■ Task description: Print what the records say exactly, and omit the pictures.

■ Task material:
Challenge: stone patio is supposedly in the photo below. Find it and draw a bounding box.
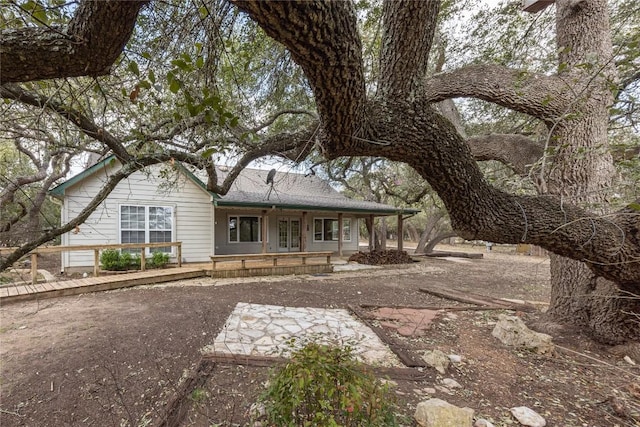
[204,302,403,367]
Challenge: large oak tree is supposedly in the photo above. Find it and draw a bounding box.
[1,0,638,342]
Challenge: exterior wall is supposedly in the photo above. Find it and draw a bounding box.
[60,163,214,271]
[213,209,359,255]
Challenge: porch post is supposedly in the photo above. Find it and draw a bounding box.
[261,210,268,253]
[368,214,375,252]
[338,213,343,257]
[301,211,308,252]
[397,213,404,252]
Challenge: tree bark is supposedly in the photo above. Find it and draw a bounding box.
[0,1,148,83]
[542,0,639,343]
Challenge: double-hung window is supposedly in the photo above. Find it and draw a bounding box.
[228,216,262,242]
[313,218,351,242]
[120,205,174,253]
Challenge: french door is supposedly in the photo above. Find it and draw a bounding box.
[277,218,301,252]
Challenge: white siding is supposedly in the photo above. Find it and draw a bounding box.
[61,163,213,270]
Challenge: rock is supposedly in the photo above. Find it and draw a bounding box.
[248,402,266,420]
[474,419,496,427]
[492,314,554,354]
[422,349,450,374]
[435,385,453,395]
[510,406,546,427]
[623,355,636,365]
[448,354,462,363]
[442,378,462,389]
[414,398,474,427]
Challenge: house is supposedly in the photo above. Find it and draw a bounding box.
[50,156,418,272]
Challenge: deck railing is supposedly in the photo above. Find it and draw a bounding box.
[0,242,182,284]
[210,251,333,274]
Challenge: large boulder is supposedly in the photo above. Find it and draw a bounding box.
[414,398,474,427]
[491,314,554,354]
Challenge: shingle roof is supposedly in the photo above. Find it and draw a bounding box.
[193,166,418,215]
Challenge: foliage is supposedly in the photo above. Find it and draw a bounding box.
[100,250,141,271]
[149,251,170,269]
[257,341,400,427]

■ Exercise answer:
Challenge: stone patio is supposedly in the photo below. Find it and draw a bounding box.
[204,302,403,367]
Challenge: large oak tree is supposedly in the photo above. Find it and draw a bounding box.
[1,0,638,342]
Challenge: exterior wall is supposedly in the photo above. Find it and draw a bounding box.
[60,163,214,271]
[213,209,359,255]
Challenge: porch post is supposedly in the photo above. Find it and draw a bounding box.
[261,210,268,253]
[368,214,375,252]
[338,213,343,257]
[301,211,308,252]
[397,213,404,252]
Challenge: tree bark is supposedly in the photo above. Find it and draw a bounding box.
[0,1,148,83]
[542,0,639,343]
Challenge: double-hung window is supposedly in the photo above. Find it and draw a bounding box.
[228,216,262,242]
[313,218,351,242]
[120,205,174,253]
Challenge: french door is supposedly in the photo above. Find it and draw a bounding box.
[277,218,301,252]
Challenge: white siding is supposedly in the photo above. Find it and draw a bounding box.
[61,163,213,270]
Challenge: rock is supposedly in the photo above. Find it and draw a bounding box.
[248,402,266,420]
[474,419,496,427]
[492,314,554,354]
[422,349,450,374]
[435,385,453,395]
[510,406,546,427]
[623,355,636,365]
[448,354,462,363]
[442,378,462,389]
[414,398,474,427]
Challenge: house is supposedly in the photo above. Find it and draw a bounding box.
[50,156,418,272]
Challenge: deck railing is supposedly in the photo above. Find it and draw a bounding box.
[0,242,182,284]
[210,251,333,274]
Challenge: large boulder is supposedly in the photo above. Find it and draw a bounding box.
[414,398,474,427]
[491,314,554,354]
Challenge: shingle roof is supposedly in the photo above. Find it and draw a bounding box.
[193,166,418,215]
Challenge: foliage is supposedly in the photo above. Find it and draw a bounding box.
[100,250,141,271]
[149,251,170,269]
[257,341,400,427]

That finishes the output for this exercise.